*EXERCISE AIM:* Copy exactly the run of lines that begins at the line with "of the grey" and ends at the final line of the entries.

● ● ● ● ●

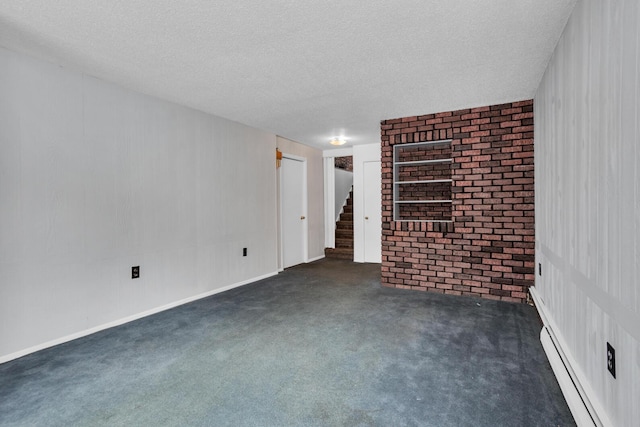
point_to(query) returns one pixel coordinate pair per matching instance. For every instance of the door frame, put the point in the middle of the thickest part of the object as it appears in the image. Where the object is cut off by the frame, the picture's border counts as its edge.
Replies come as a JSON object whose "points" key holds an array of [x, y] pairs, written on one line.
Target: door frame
{"points": [[364, 201], [305, 227]]}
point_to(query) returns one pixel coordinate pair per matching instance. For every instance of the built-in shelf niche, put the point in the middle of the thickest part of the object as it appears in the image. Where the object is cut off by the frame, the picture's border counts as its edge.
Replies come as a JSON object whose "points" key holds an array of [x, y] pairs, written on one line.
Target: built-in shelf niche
{"points": [[422, 181]]}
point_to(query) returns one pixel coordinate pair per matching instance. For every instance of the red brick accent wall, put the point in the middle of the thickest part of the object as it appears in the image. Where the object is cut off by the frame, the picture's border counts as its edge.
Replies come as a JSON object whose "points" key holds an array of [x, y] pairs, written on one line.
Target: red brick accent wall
{"points": [[488, 249]]}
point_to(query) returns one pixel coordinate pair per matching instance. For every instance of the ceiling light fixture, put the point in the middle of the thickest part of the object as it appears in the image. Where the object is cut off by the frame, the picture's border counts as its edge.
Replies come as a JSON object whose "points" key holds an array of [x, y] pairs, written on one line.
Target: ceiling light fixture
{"points": [[337, 141]]}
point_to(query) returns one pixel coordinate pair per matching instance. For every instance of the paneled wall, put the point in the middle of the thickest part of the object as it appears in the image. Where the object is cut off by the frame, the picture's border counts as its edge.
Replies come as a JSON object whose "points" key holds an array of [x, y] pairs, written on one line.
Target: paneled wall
{"points": [[587, 129], [487, 248], [95, 179]]}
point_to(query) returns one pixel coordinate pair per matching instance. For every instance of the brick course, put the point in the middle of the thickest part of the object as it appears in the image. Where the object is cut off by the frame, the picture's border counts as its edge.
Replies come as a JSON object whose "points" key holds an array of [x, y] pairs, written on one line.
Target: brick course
{"points": [[488, 249]]}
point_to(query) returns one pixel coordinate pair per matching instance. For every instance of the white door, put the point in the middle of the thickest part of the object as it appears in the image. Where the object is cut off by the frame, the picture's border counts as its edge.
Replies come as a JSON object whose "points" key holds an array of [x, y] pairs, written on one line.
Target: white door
{"points": [[372, 212], [293, 184]]}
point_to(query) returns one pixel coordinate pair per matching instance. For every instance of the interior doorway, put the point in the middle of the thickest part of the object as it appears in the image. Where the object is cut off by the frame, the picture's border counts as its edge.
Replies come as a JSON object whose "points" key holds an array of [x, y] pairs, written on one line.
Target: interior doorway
{"points": [[293, 196]]}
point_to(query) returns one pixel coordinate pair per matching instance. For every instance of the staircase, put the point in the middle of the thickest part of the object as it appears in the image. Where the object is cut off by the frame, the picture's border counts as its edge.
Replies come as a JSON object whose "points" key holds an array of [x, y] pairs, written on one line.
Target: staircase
{"points": [[344, 233]]}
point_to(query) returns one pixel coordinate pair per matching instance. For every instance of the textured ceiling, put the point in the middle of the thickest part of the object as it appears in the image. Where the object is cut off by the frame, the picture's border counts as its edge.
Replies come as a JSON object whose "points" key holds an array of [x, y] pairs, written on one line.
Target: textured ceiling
{"points": [[305, 70]]}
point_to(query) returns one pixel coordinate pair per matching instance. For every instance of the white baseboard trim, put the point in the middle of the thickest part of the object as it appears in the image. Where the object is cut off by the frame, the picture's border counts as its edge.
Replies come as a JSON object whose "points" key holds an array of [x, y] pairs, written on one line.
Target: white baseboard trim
{"points": [[580, 398], [33, 349], [315, 259]]}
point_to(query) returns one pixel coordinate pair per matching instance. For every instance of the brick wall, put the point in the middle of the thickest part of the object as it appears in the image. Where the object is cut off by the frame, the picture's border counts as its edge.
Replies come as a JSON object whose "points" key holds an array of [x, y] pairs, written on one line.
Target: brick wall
{"points": [[488, 248]]}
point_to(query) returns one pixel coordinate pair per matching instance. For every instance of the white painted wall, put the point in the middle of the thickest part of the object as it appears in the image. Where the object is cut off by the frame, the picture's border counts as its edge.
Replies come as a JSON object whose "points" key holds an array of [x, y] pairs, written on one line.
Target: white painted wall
{"points": [[361, 154], [587, 156], [315, 192], [343, 183], [95, 179]]}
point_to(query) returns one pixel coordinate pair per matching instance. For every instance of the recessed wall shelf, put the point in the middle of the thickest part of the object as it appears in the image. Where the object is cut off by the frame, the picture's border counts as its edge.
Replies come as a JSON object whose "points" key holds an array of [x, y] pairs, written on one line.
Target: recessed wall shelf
{"points": [[422, 181]]}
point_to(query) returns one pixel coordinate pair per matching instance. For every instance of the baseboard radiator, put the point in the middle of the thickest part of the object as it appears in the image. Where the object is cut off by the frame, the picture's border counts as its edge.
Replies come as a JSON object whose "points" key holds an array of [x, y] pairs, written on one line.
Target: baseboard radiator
{"points": [[581, 400]]}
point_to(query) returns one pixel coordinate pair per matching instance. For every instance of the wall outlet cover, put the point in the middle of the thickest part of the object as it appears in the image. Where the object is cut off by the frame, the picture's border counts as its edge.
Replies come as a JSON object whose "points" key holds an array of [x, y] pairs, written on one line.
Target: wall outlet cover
{"points": [[611, 360]]}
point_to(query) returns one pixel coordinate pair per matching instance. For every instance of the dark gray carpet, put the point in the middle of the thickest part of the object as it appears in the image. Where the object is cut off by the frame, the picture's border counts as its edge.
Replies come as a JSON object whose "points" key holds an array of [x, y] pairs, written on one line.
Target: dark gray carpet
{"points": [[321, 344]]}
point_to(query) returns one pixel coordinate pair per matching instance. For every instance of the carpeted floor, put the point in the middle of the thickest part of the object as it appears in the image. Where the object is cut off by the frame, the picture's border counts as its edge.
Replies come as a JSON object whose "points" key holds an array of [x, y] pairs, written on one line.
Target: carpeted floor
{"points": [[321, 344]]}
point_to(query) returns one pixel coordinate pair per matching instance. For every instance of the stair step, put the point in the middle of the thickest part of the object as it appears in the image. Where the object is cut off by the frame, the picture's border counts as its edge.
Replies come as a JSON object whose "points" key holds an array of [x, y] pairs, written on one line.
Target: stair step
{"points": [[340, 253], [345, 233]]}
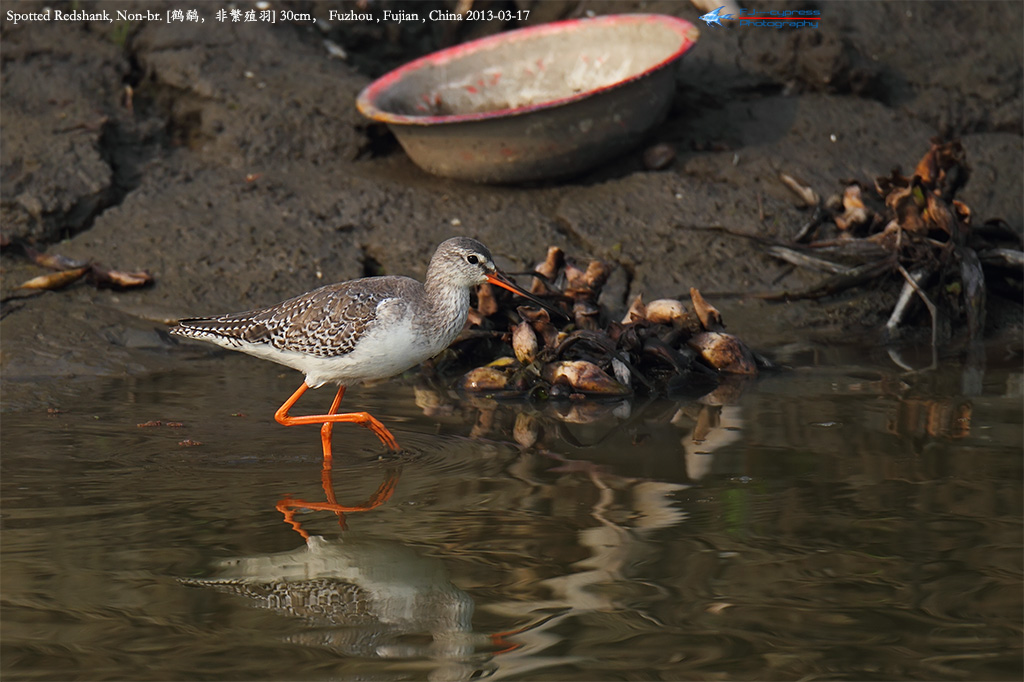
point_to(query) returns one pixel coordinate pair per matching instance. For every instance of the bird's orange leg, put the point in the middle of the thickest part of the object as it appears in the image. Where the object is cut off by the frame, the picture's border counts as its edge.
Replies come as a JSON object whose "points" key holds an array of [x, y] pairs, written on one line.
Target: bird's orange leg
{"points": [[350, 417]]}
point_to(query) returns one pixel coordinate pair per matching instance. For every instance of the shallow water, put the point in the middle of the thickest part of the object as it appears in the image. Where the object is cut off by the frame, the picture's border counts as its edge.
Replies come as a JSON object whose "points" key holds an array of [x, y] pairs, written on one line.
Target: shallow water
{"points": [[839, 520]]}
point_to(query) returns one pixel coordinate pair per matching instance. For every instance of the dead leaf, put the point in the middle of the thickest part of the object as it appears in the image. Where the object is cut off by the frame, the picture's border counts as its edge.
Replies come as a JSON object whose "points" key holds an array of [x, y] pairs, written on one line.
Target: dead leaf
{"points": [[808, 196], [709, 315], [54, 280], [53, 261], [120, 279]]}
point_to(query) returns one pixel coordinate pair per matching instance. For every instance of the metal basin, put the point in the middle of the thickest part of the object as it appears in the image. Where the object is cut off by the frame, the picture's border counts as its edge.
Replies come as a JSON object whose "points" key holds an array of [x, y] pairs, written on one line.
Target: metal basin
{"points": [[546, 101]]}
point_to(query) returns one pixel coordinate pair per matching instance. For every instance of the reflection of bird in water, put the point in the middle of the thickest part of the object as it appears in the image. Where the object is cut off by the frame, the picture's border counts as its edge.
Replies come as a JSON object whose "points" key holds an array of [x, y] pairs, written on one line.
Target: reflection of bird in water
{"points": [[361, 597], [361, 330]]}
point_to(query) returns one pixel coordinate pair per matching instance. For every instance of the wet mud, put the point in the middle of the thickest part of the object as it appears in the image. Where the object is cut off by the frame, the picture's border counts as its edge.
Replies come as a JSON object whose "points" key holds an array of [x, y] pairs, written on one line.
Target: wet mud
{"points": [[228, 162]]}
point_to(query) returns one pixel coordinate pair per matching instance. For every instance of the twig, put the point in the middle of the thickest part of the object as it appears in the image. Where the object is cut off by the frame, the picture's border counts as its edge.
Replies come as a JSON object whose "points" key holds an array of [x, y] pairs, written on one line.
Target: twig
{"points": [[928, 304], [899, 310], [833, 285], [803, 260]]}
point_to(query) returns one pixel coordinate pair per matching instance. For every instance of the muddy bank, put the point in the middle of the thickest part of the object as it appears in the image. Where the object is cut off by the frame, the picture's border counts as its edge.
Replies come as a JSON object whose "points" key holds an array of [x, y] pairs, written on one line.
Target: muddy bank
{"points": [[235, 168]]}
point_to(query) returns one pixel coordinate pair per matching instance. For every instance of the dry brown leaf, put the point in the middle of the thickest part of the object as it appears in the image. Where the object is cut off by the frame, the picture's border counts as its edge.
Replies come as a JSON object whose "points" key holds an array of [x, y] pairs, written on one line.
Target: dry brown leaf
{"points": [[54, 280], [709, 315]]}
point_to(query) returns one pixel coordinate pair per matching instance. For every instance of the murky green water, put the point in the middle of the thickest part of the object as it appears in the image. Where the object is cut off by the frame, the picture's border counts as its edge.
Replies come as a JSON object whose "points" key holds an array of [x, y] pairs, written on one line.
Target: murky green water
{"points": [[836, 521]]}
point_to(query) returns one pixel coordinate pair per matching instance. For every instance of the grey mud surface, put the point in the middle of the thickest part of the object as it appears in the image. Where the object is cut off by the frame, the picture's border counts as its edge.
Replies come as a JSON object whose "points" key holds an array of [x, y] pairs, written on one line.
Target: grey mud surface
{"points": [[242, 173]]}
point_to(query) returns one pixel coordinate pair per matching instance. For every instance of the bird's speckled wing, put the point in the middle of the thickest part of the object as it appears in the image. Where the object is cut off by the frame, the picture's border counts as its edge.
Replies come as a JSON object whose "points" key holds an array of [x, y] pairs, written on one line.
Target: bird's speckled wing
{"points": [[325, 323]]}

● ● ● ● ●

*CORRECT RESULT:*
point_to(query) returns one pixel coordinate pair per matching instance. For every instance of the grey mud surface, put the point in the middle of the thickest part of the object as it appears in the image. Where the object is cut off by the frame, the picture's border counts as its edge.
Replies come as a JSON object whose "points" key holds an array of [x, y] pairs, written on one line.
Target: grey mud surface
{"points": [[242, 173]]}
point_to(query) returns one pixel coordinate pair per matching instance. For every instance of the bird's speckled wing, put the point in the middle of the thickest part of the object as it appears in the image. Where the object is cut off by the frame, the picture's border counts as its edge.
Replies come as a JSON object whose "points" key holds an array of [x, y] pairs, written on one line.
Target: bird's speckled wing
{"points": [[325, 323]]}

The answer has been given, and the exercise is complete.